- **Brief**: Reproduce only the lines that run from the line with "the blue jeans" to the last line of the material, both ends included, exactly as they appear.

--- begin Extracted entries ---

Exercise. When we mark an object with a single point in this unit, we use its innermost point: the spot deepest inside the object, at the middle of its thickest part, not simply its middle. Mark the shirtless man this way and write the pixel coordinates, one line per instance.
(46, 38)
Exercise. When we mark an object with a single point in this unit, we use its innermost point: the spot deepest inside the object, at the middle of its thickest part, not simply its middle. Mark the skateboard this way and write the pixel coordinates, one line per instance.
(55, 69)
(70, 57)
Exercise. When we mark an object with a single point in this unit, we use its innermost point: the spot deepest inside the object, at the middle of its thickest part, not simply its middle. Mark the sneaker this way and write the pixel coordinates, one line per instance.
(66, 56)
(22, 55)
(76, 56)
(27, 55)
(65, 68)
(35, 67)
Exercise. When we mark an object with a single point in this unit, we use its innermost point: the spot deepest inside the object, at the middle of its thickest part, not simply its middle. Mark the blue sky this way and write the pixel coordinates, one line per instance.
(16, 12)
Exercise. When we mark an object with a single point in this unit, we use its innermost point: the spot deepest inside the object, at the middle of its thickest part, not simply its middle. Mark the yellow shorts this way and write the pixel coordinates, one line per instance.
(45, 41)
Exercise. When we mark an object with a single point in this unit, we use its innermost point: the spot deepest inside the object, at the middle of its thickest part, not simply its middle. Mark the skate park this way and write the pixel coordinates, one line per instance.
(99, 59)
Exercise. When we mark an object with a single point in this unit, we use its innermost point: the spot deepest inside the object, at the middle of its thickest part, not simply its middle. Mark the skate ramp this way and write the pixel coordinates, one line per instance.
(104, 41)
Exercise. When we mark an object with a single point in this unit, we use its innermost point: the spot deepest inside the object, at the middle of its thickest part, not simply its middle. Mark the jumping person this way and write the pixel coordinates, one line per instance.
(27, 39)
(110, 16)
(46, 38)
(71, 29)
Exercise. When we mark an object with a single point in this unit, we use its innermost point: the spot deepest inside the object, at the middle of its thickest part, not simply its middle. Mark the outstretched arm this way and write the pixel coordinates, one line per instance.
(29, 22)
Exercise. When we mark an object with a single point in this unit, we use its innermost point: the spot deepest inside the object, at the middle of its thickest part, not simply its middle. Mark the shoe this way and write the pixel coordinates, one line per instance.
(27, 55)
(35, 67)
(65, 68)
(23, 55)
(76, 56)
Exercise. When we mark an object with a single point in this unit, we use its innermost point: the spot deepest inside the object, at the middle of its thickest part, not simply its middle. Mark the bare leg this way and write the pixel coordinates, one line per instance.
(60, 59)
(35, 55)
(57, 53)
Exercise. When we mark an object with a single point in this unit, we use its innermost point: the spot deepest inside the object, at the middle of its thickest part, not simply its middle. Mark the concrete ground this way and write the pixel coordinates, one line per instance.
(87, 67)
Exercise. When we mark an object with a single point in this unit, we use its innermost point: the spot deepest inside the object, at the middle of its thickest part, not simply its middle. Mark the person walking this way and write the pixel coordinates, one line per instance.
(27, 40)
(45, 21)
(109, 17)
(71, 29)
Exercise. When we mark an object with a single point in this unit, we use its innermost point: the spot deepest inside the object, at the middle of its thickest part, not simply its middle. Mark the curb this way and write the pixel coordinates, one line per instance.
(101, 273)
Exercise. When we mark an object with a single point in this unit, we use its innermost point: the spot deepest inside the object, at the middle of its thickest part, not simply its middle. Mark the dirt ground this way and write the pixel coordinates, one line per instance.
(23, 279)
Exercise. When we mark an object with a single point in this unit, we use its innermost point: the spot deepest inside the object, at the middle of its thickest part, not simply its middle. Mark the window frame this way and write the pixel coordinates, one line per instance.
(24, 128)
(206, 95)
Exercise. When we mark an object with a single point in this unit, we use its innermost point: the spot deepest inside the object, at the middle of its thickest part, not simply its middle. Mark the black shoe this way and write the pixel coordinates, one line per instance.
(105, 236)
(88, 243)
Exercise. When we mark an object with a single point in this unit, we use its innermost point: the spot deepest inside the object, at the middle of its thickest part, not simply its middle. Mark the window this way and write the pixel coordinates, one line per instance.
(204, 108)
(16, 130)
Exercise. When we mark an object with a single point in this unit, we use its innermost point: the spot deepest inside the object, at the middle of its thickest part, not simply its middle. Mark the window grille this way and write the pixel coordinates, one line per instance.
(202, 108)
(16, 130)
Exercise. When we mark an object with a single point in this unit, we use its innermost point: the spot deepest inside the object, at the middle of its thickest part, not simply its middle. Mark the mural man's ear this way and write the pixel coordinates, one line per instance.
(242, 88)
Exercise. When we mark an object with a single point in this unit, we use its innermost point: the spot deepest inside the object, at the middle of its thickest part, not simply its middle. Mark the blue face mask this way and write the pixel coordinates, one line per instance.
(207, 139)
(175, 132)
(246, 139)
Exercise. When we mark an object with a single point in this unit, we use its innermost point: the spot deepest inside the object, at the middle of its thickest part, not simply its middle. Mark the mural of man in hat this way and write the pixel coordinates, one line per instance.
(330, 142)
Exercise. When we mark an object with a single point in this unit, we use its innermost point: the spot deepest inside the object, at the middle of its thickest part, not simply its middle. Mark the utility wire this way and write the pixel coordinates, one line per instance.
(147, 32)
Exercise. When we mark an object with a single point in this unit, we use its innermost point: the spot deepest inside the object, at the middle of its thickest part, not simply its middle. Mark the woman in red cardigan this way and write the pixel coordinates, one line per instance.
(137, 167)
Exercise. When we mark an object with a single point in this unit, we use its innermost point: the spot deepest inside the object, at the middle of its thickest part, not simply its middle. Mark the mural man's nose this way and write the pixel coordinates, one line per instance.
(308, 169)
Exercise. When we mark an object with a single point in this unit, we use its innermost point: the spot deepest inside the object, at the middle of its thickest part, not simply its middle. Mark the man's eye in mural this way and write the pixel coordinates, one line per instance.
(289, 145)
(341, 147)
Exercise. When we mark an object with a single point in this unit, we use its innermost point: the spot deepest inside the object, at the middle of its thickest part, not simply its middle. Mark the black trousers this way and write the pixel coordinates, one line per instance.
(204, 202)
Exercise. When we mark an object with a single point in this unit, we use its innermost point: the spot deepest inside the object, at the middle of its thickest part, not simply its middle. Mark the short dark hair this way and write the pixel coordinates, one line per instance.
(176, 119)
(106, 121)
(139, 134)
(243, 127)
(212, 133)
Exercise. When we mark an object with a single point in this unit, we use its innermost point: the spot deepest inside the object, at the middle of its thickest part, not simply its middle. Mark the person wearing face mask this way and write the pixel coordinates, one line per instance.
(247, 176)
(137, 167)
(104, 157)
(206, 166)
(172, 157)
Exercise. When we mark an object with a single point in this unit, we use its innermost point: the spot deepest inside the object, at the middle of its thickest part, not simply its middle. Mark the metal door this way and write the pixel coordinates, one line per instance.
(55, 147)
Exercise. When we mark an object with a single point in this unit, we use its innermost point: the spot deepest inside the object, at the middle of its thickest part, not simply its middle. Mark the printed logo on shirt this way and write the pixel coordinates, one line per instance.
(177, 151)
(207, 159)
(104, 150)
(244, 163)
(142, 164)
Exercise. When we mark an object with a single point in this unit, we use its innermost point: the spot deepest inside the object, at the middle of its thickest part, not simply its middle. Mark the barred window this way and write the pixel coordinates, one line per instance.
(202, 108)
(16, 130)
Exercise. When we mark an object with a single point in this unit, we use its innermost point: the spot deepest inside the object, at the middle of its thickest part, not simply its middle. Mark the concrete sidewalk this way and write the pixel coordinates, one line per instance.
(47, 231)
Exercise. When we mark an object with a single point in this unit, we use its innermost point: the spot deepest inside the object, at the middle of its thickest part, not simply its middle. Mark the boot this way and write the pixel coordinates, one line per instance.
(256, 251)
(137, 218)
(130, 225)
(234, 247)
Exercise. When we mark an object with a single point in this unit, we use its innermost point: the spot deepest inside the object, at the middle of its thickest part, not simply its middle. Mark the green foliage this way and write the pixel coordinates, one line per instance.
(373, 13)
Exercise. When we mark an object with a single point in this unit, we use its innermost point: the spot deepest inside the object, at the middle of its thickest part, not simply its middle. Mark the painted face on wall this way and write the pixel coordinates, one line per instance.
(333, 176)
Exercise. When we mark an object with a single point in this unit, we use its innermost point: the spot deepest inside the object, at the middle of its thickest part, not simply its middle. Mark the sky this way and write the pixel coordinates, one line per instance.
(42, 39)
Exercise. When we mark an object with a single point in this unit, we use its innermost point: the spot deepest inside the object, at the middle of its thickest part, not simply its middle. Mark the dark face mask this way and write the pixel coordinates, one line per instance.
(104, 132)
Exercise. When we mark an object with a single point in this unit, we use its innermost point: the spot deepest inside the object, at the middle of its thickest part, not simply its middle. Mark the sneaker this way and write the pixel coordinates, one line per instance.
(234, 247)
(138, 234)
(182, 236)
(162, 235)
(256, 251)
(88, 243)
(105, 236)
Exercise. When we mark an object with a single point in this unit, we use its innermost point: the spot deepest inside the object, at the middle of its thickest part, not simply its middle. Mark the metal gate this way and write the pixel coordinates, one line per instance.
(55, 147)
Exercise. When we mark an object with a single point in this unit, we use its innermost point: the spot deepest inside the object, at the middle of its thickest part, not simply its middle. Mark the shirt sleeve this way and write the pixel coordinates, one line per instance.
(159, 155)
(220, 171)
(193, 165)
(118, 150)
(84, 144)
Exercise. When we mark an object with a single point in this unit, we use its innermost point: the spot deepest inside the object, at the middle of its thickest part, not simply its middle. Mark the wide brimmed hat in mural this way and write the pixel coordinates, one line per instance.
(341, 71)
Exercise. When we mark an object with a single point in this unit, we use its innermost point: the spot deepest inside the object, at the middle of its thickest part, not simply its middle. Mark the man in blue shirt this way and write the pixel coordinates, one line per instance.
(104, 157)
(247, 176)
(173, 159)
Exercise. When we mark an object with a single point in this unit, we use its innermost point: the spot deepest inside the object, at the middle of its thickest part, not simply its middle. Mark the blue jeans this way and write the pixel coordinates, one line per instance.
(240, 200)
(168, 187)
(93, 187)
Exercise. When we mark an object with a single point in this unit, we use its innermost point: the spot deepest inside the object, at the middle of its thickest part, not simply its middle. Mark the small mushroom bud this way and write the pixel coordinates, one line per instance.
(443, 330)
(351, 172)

--- end Extracted entries ---

- **Result for this exercise**:
Exercise. When we mark an object with a single point in this unit, we use its innermost point: the spot deepest inside the object, at the middle of its thickest part, not simply its middle. Mark the blue jeans this way and write the pixel coordinates, one line per instance.
(240, 200)
(168, 187)
(93, 187)
Exercise. When we mark an object with a single point in this unit, we use its innermost point: the spot deepest inside the object, at the middle of its thickest part, not simply its middle. Mark the small mushroom bud this way and write the pixel coordinates, one line per instance.
(443, 330)
(351, 172)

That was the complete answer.